▶ **题目**:
从条目开头起，一直到包含“[[[743,166],[751,169],[751,253],[756,254],[756,165]]]”的那一行为止（含该行），把这些行重新写出。其中答案里的每个坐标值都平移76，即各加上76，其余文字保持不变。

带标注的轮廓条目
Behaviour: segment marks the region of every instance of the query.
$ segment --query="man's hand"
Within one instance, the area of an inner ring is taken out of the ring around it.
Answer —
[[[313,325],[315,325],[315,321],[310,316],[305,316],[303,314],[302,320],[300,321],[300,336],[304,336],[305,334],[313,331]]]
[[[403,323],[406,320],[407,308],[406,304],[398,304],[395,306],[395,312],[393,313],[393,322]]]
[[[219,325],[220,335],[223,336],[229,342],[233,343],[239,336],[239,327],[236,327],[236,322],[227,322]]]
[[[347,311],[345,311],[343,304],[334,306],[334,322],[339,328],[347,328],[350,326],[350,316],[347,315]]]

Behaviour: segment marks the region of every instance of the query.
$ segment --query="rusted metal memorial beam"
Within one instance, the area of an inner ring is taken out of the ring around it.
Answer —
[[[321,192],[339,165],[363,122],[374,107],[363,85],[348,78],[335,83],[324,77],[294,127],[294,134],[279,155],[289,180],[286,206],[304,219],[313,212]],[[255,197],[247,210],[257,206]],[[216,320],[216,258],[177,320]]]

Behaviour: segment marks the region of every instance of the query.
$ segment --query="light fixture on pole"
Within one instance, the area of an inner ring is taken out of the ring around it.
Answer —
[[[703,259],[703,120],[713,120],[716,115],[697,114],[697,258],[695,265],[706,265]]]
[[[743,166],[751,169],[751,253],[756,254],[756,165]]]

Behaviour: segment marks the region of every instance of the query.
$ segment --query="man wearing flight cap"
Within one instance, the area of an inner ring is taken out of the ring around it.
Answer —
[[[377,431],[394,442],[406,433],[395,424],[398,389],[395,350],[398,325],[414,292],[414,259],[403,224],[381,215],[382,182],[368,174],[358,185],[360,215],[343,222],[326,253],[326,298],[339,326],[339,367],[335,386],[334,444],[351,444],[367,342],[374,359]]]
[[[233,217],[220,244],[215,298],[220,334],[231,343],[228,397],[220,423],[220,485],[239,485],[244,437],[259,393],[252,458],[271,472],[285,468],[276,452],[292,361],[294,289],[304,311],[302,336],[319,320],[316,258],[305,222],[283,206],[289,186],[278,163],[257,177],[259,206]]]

▶ **输出结果**:
Behaviour: segment marks the region of every instance of the query.
$ segment --query="man's hand"
Within one instance, the area of an inner ring is taken out of the ring around it.
Answer —
[[[389,401],[391,401],[391,397],[386,392],[381,392],[379,390],[378,396],[376,397],[376,412],[380,412],[381,410],[389,407]]]
[[[479,399],[482,396],[483,384],[482,380],[474,380],[471,382],[471,388],[469,389],[469,398]]]
[[[295,401],[296,411],[299,412],[305,418],[309,419],[315,412],[315,403],[312,403],[312,398],[303,398]]]
[[[423,387],[421,387],[419,380],[410,382],[410,398],[415,404],[423,404],[426,402],[426,392],[423,391]]]

Behaviour: segment marks the region of every instance of the query.
$ segment --query="rusted metal memorial beam"
Within one instance, the area of an inner ring is taken out of the ring around it.
Answer —
[[[397,268],[415,241],[439,198],[450,183],[439,161],[424,154],[411,159],[400,153],[370,203],[370,210],[355,231],[365,256],[362,282],[380,295],[389,288]],[[331,273],[323,286],[333,282]],[[292,396],[292,334],[253,396]]]

Behaviour: segment marks the region of every instance of the query.
$ segment --query="light fixture on pole"
Within one instance, the area of an inner ring is taken out of the ring around it.
Answer —
[[[779,335],[779,196],[789,196],[792,191],[773,190],[773,334],[771,341],[782,341]]]
[[[819,242],[827,245],[827,329],[832,330],[832,241]]]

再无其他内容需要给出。